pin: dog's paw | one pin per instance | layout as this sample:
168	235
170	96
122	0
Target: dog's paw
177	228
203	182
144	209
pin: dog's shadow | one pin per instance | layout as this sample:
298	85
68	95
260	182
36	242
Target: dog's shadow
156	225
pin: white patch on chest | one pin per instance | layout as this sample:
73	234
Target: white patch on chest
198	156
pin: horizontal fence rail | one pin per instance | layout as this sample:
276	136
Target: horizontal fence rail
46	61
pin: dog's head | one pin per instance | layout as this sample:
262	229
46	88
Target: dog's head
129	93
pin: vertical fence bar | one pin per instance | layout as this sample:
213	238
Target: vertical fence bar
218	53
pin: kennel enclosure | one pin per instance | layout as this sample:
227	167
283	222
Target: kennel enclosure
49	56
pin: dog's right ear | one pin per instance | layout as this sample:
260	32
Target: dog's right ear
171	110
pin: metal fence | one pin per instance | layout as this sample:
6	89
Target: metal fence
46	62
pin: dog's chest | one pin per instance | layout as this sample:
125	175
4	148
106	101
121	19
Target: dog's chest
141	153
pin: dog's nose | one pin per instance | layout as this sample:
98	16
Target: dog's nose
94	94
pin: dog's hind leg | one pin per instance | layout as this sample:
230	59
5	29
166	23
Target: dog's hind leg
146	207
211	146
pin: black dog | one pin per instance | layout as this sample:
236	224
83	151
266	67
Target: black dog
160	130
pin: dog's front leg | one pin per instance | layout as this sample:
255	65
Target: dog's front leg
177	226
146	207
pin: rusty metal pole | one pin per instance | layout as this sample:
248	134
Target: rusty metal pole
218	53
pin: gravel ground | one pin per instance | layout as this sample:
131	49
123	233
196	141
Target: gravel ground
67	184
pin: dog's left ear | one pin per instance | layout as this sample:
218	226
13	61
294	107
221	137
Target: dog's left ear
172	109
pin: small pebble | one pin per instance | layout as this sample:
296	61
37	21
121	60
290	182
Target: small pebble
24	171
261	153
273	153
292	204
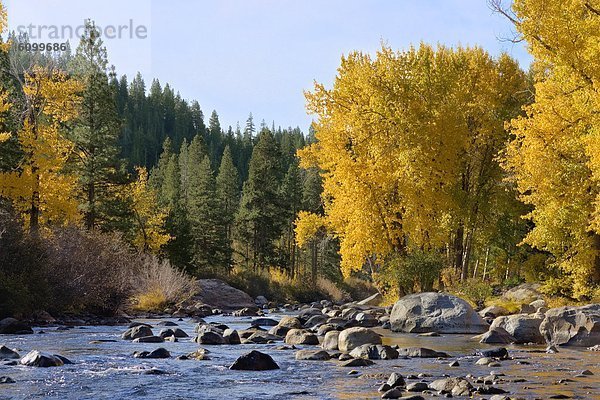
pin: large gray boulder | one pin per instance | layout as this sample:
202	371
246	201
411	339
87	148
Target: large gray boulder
572	326
301	336
330	342
351	338
524	328
11	326
373	300
525	293
254	361
435	312
37	358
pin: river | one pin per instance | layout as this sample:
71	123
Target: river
109	371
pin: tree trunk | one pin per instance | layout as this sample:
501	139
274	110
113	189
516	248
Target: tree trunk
458	247
313	263
596	247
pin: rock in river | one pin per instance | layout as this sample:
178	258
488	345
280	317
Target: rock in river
524	328
11	326
351	338
301	336
158	353
136	332
254	361
572	326
37	358
8	354
374	352
496	336
435	312
312	355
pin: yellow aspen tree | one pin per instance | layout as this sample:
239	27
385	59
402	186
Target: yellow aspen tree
397	137
38	187
149	217
4	103
555	155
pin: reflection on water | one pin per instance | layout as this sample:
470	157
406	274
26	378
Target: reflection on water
108	371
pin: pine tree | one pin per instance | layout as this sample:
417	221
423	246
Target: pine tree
41	190
291	196
205	224
96	132
228	195
259	220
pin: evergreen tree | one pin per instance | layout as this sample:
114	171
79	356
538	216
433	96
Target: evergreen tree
215	137
96	132
291	194
204	216
259	219
228	195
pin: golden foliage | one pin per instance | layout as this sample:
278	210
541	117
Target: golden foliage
149	217
555	156
39	188
307	226
397	134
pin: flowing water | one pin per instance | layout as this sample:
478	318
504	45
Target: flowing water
108	370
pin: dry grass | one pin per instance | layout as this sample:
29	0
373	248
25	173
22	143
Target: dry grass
332	291
158	284
510	305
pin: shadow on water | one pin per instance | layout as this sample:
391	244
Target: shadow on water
108	371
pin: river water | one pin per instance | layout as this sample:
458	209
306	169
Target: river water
108	370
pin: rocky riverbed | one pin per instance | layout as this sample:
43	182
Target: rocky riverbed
316	352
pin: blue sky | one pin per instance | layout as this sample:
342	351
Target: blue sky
242	56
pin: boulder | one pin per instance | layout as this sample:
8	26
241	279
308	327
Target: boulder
366	320
356	362
149	339
454	386
417	387
524	293
218	294
312	355
261	301
330	342
374	352
315	321
11	326
231	336
499	352
263	322
158	353
136	332
496	335
435	312
290	322
261	338
351	338
301	336
8	354
493	312
246	312
373	300
395	380
323	329
525	328
210	337
254	361
572	326
37	358
421	352
307	313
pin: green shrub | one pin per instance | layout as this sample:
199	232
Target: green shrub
475	291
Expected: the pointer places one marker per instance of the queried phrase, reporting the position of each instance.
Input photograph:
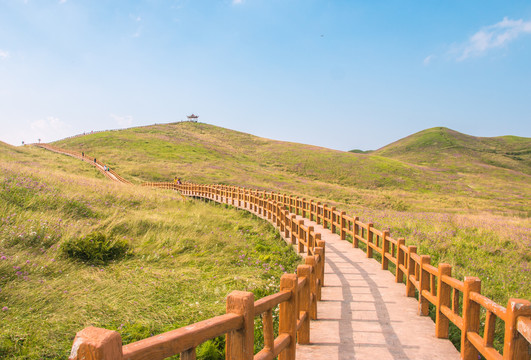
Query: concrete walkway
(364, 315)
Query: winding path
(363, 313)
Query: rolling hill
(418, 172)
(459, 152)
(446, 199)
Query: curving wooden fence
(100, 166)
(455, 301)
(297, 302)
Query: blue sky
(339, 74)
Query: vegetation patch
(95, 248)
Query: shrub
(95, 248)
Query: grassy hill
(459, 208)
(467, 213)
(205, 153)
(51, 204)
(459, 152)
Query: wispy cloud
(428, 59)
(493, 36)
(49, 128)
(137, 19)
(123, 121)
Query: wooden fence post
(470, 317)
(303, 335)
(399, 274)
(424, 284)
(444, 294)
(516, 346)
(288, 314)
(240, 343)
(320, 270)
(369, 239)
(310, 260)
(385, 249)
(343, 223)
(321, 244)
(301, 236)
(94, 343)
(333, 219)
(292, 224)
(355, 229)
(311, 240)
(410, 288)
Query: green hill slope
(210, 154)
(47, 294)
(207, 153)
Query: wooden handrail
(176, 341)
(434, 284)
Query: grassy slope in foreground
(185, 256)
(476, 220)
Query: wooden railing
(455, 301)
(297, 301)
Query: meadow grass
(185, 257)
(468, 205)
(439, 191)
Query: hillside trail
(363, 313)
(98, 165)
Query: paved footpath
(364, 315)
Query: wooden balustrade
(455, 301)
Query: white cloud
(494, 36)
(48, 129)
(428, 59)
(123, 121)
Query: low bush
(95, 248)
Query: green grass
(185, 257)
(440, 189)
(461, 199)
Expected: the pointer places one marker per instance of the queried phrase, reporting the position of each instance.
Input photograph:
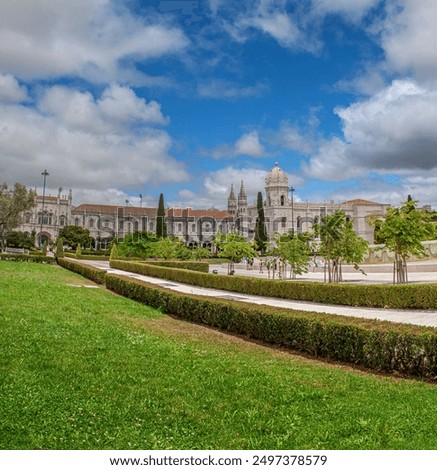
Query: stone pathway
(416, 317)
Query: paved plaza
(417, 317)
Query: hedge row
(421, 296)
(88, 257)
(27, 258)
(380, 346)
(199, 266)
(96, 275)
(376, 345)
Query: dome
(276, 177)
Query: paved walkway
(416, 317)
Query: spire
(232, 201)
(232, 194)
(242, 191)
(242, 200)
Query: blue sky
(128, 97)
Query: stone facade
(283, 214)
(197, 227)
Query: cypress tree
(161, 226)
(260, 227)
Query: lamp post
(45, 174)
(291, 190)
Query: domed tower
(232, 202)
(276, 187)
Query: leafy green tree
(74, 235)
(114, 251)
(161, 226)
(234, 247)
(199, 253)
(60, 248)
(170, 248)
(138, 244)
(260, 226)
(339, 243)
(294, 250)
(402, 231)
(13, 202)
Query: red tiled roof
(107, 209)
(359, 202)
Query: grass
(82, 368)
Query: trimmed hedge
(28, 258)
(379, 346)
(420, 296)
(94, 274)
(199, 266)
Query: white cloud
(409, 38)
(353, 10)
(11, 91)
(392, 132)
(277, 24)
(85, 38)
(219, 88)
(84, 145)
(249, 144)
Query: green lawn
(82, 368)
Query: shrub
(94, 274)
(423, 296)
(28, 258)
(380, 346)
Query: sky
(121, 100)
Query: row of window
(47, 218)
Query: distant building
(283, 214)
(197, 227)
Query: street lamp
(45, 174)
(291, 190)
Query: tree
(21, 240)
(234, 247)
(74, 236)
(60, 248)
(138, 244)
(402, 231)
(13, 202)
(260, 226)
(339, 243)
(161, 226)
(295, 250)
(170, 248)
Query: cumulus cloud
(409, 38)
(85, 38)
(84, 143)
(219, 88)
(393, 131)
(248, 144)
(11, 91)
(352, 10)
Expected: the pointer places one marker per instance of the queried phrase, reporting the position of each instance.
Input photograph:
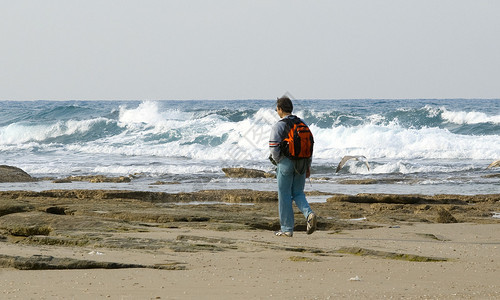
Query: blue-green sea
(412, 146)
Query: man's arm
(275, 140)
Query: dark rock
(445, 216)
(13, 174)
(246, 173)
(45, 262)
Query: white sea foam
(463, 117)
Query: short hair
(285, 104)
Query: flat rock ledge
(46, 262)
(13, 174)
(246, 173)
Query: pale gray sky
(249, 49)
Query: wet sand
(165, 246)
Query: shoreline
(366, 246)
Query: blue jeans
(290, 188)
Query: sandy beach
(172, 248)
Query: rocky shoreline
(66, 217)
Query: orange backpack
(298, 142)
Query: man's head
(285, 104)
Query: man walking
(292, 171)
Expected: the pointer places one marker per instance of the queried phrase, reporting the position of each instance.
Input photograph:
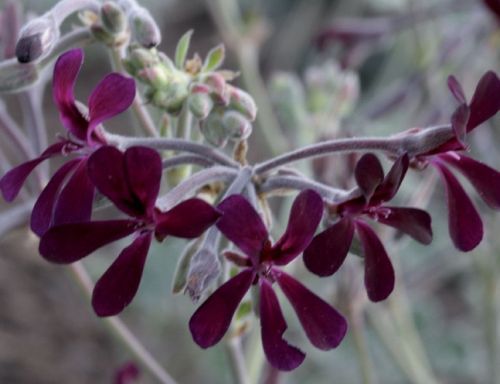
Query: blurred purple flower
(131, 180)
(69, 194)
(242, 225)
(128, 373)
(328, 249)
(465, 224)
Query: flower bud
(113, 18)
(144, 28)
(15, 77)
(36, 39)
(243, 103)
(204, 269)
(214, 130)
(237, 126)
(218, 87)
(138, 59)
(200, 102)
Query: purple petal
(328, 250)
(143, 169)
(485, 179)
(41, 216)
(459, 121)
(305, 215)
(212, 319)
(113, 95)
(412, 221)
(70, 242)
(485, 102)
(392, 181)
(279, 353)
(74, 203)
(106, 170)
(379, 273)
(464, 222)
(188, 219)
(12, 181)
(66, 71)
(324, 326)
(119, 284)
(369, 174)
(456, 89)
(241, 224)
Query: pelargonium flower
(328, 249)
(131, 180)
(261, 260)
(69, 194)
(465, 224)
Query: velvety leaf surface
(119, 284)
(324, 326)
(279, 353)
(212, 319)
(188, 219)
(41, 216)
(74, 203)
(305, 215)
(464, 223)
(66, 71)
(328, 249)
(412, 221)
(379, 273)
(485, 179)
(113, 95)
(70, 242)
(241, 224)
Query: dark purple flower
(328, 249)
(131, 180)
(68, 195)
(465, 224)
(241, 224)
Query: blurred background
(317, 69)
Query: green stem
(356, 325)
(121, 331)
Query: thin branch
(411, 143)
(179, 145)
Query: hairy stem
(333, 195)
(121, 331)
(193, 183)
(412, 143)
(179, 145)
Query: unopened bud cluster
(224, 111)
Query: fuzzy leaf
(214, 58)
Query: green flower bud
(242, 102)
(36, 39)
(214, 130)
(200, 102)
(237, 126)
(144, 28)
(113, 18)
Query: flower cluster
(129, 175)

******

■ **EXERCISE**:
In the records above, return only the line that contains "Query: velvety leaf surface" and every line after it through the last, exactly as they appear.

■ **EXERCISE RESULT**:
Query: velvety leaf surface
(119, 284)
(324, 326)
(279, 353)
(212, 319)
(188, 219)
(41, 216)
(74, 203)
(305, 215)
(464, 223)
(66, 71)
(328, 249)
(412, 221)
(379, 273)
(485, 179)
(113, 95)
(70, 242)
(241, 224)
Query: dark purple flower
(328, 249)
(131, 180)
(68, 195)
(465, 224)
(241, 224)
Query: blurred background
(317, 69)
Query: green stem
(356, 325)
(121, 331)
Query: thin branch
(411, 143)
(179, 145)
Query: hairy stem
(333, 195)
(121, 331)
(193, 183)
(412, 143)
(179, 145)
Query: unopened bud cluster
(224, 111)
Query: fuzzy leaf
(214, 58)
Query: green flower bud
(242, 102)
(36, 39)
(214, 130)
(200, 102)
(237, 126)
(144, 28)
(113, 18)
Query: flower cluster
(129, 175)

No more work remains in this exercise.